Below is a block of records; reproduce all of them exactly and leave out any pictures.

—————

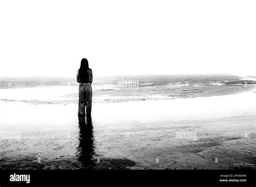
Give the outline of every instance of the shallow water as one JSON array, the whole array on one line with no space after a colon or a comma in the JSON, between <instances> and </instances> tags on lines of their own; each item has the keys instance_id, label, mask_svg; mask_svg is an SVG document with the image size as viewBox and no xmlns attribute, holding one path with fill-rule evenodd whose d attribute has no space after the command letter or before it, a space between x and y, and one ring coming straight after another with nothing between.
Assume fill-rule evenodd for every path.
<instances>
[{"instance_id":1,"label":"shallow water","mask_svg":"<svg viewBox=\"0 0 256 187\"><path fill-rule=\"evenodd\" d=\"M127 158L137 163L133 169L255 165L255 94L93 103L93 128L82 130L77 104L2 101L0 166L71 169L102 157ZM177 138L180 131L196 132L196 139Z\"/></svg>"}]
</instances>

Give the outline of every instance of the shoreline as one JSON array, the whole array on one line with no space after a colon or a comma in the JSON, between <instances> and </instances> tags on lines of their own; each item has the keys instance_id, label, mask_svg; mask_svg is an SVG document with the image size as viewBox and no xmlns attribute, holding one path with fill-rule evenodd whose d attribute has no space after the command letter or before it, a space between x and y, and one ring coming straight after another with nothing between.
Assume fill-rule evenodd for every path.
<instances>
[{"instance_id":1,"label":"shoreline","mask_svg":"<svg viewBox=\"0 0 256 187\"><path fill-rule=\"evenodd\" d=\"M226 88L219 87L226 87ZM203 87L203 88L202 88ZM232 95L234 94L245 93L256 90L256 85L248 85L246 88L242 85L225 86L214 85L205 86L200 88L195 88L194 87L180 87L174 88L172 90L158 90L154 89L139 89L137 90L113 90L93 91L92 103L123 103L129 102L143 102L145 100L172 100L179 98L193 98L197 97L208 97L212 96L221 96ZM214 88L213 88L214 87ZM51 87L48 87L51 88ZM54 87L55 89L56 87ZM212 92L211 92L212 91ZM160 93L159 93L160 92ZM5 103L24 103L29 104L57 104L68 105L78 103L78 94L71 94L62 96L62 97L68 97L69 99L21 99L0 98L0 102ZM77 97L75 97L77 96Z\"/></svg>"}]
</instances>

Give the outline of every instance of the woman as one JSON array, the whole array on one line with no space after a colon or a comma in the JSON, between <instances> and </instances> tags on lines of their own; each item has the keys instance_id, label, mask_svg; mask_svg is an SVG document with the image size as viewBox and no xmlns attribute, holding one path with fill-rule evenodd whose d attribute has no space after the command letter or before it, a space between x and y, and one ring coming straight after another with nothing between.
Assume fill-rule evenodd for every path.
<instances>
[{"instance_id":1,"label":"woman","mask_svg":"<svg viewBox=\"0 0 256 187\"><path fill-rule=\"evenodd\" d=\"M78 120L85 120L85 107L86 107L86 121L91 121L92 71L89 68L88 61L83 59L80 69L77 70L77 81L79 85Z\"/></svg>"}]
</instances>

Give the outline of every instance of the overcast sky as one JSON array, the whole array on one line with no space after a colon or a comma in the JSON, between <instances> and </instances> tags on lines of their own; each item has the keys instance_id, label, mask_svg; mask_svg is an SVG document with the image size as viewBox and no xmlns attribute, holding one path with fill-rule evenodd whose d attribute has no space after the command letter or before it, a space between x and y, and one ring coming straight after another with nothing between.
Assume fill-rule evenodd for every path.
<instances>
[{"instance_id":1,"label":"overcast sky","mask_svg":"<svg viewBox=\"0 0 256 187\"><path fill-rule=\"evenodd\" d=\"M0 76L255 75L256 1L1 1Z\"/></svg>"}]
</instances>

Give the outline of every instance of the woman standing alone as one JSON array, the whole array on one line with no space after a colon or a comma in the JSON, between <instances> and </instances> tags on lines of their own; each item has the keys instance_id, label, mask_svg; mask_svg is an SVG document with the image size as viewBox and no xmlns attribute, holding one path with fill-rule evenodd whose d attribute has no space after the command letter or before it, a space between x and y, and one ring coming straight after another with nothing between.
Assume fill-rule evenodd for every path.
<instances>
[{"instance_id":1,"label":"woman standing alone","mask_svg":"<svg viewBox=\"0 0 256 187\"><path fill-rule=\"evenodd\" d=\"M89 68L88 61L83 59L80 69L77 73L77 82L79 85L78 120L80 122L91 122L92 71ZM85 113L85 107L86 113Z\"/></svg>"}]
</instances>

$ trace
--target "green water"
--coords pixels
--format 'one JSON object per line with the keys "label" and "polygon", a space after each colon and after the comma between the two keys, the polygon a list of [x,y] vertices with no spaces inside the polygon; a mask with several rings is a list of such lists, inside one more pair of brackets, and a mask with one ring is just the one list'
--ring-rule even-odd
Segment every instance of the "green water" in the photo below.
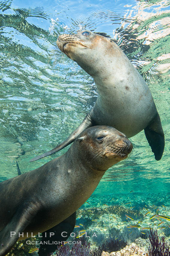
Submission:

—————

* _Response for this exercise_
Give the outline of every instance of the shallow water as one JSON array, the whole array on one line with no space after a colon or a comma in the JSON, between <instances> and </instances> tags on lines of their own; each item has the keys instance_id, label, mask_svg; mask_svg is an SVG document with the image size as viewBox and no xmlns attribute, holding one path with fill-rule evenodd whose d attribute has no space after the command letter or before it, a space between x and y, and one ring coming straight after another with nothing between.
Assume fill-rule evenodd for every path.
<instances>
[{"instance_id":1,"label":"shallow water","mask_svg":"<svg viewBox=\"0 0 256 187\"><path fill-rule=\"evenodd\" d=\"M127 158L137 163L133 169L255 165L255 94L93 103L93 128L82 130L77 104L2 101L0 166L71 169L102 157ZM177 138L180 131L196 132L196 139Z\"/></svg>"}]
</instances>

Give the outline of every instance of the shoreline as one JSON array, the whole array on one line with no space after a colon or a comma in the JSON, between <instances> and </instances> tags on lines of their own; each item has the keys instance_id, label, mask_svg; mask_svg is an SVG document with the image size as viewBox and no xmlns attribute, holding one path with fill-rule evenodd whose d attribute has no space after the command letter or before it, a space between x and y, and one ring coming straight after another with nothing between.
Assume fill-rule evenodd for every path.
<instances>
[{"instance_id":1,"label":"shoreline","mask_svg":"<svg viewBox=\"0 0 256 187\"><path fill-rule=\"evenodd\" d=\"M226 88L219 87L226 87ZM203 87L203 88L202 88ZM232 95L234 94L245 93L256 90L256 85L248 85L246 88L242 85L225 86L214 85L205 86L200 88L195 88L194 87L180 87L174 88L172 90L158 90L154 89L139 89L137 90L113 90L93 91L92 103L123 103L129 102L143 102L145 100L172 100L179 98L193 98L197 97L208 97L212 96L221 96ZM214 88L213 88L214 87ZM51 87L48 87L51 88ZM54 87L55 89L56 87ZM212 92L211 92L212 91ZM160 93L159 93L160 92ZM5 103L24 103L29 104L57 104L68 105L78 103L78 94L71 94L62 96L62 97L68 97L69 99L21 99L0 98L0 102ZM77 97L75 97L77 96Z\"/></svg>"}]
</instances>

Give the outline of every instance of the woman as one JSON array, the whole array on one line with no space after a colon or a comma in the JSON, between <instances> and </instances> tags on lines of their own; each item has the keys instance_id, label, mask_svg; mask_svg is an SVG document with the image size as viewBox and no xmlns attribute, holding one path with fill-rule evenodd whose d attribute has no space after the command letter or before it, a space between x and y, and one ring coming straight after another with nothing between.
Assume fill-rule evenodd for every path.
<instances>
[{"instance_id":1,"label":"woman","mask_svg":"<svg viewBox=\"0 0 256 187\"><path fill-rule=\"evenodd\" d=\"M78 120L85 120L85 107L86 107L86 121L91 121L92 71L89 68L88 61L83 59L80 69L77 70L77 81L79 85Z\"/></svg>"}]
</instances>

Give the outline of every instance of the overcast sky as one JSON array, the whole array on one line with no space after a colon or a comma in the JSON, between <instances> and </instances> tags on lines of their own; each item has the keys instance_id, label, mask_svg; mask_svg is an SVG document with the image size as viewBox and no xmlns attribute, holding one path with fill-rule evenodd whose d attribute has no space after the command letter or before it, a space between x and y, and one ring coming straight after another with nothing between.
Assume fill-rule evenodd for every path.
<instances>
[{"instance_id":1,"label":"overcast sky","mask_svg":"<svg viewBox=\"0 0 256 187\"><path fill-rule=\"evenodd\" d=\"M0 76L255 75L256 1L1 1Z\"/></svg>"}]
</instances>

Give the outline of every instance of the woman standing alone as one JSON array, the whole array on one line with no space after a colon or a comma in the JSON, between <instances> and </instances> tags on lines of their own; each item has the keys instance_id, label, mask_svg; mask_svg is an SVG document with the image size as viewBox and no xmlns attribute, holding one path with fill-rule evenodd whose d attribute has no space after the command letter or before it, a space between x and y, and one ring coming straight after another with nothing between.
Assume fill-rule evenodd for every path.
<instances>
[{"instance_id":1,"label":"woman standing alone","mask_svg":"<svg viewBox=\"0 0 256 187\"><path fill-rule=\"evenodd\" d=\"M89 68L88 61L83 59L80 69L77 73L77 82L79 85L78 120L80 122L91 122L92 71ZM85 113L85 107L86 113Z\"/></svg>"}]
</instances>

$ trace
--target "green water"
--coords pixels
--format 'one JSON object per line with the keys "label" and "polygon", a space after each colon and after the comma between the two keys, the polygon a list of [x,y] vertices with no spaces inside the polygon; a mask with several rings is a list of such lists, inside one more pair of brackets, and a mask with one ring is just the one list'
--ring-rule even-odd
Segment every instance of the "green water" in the photo below.
Submission:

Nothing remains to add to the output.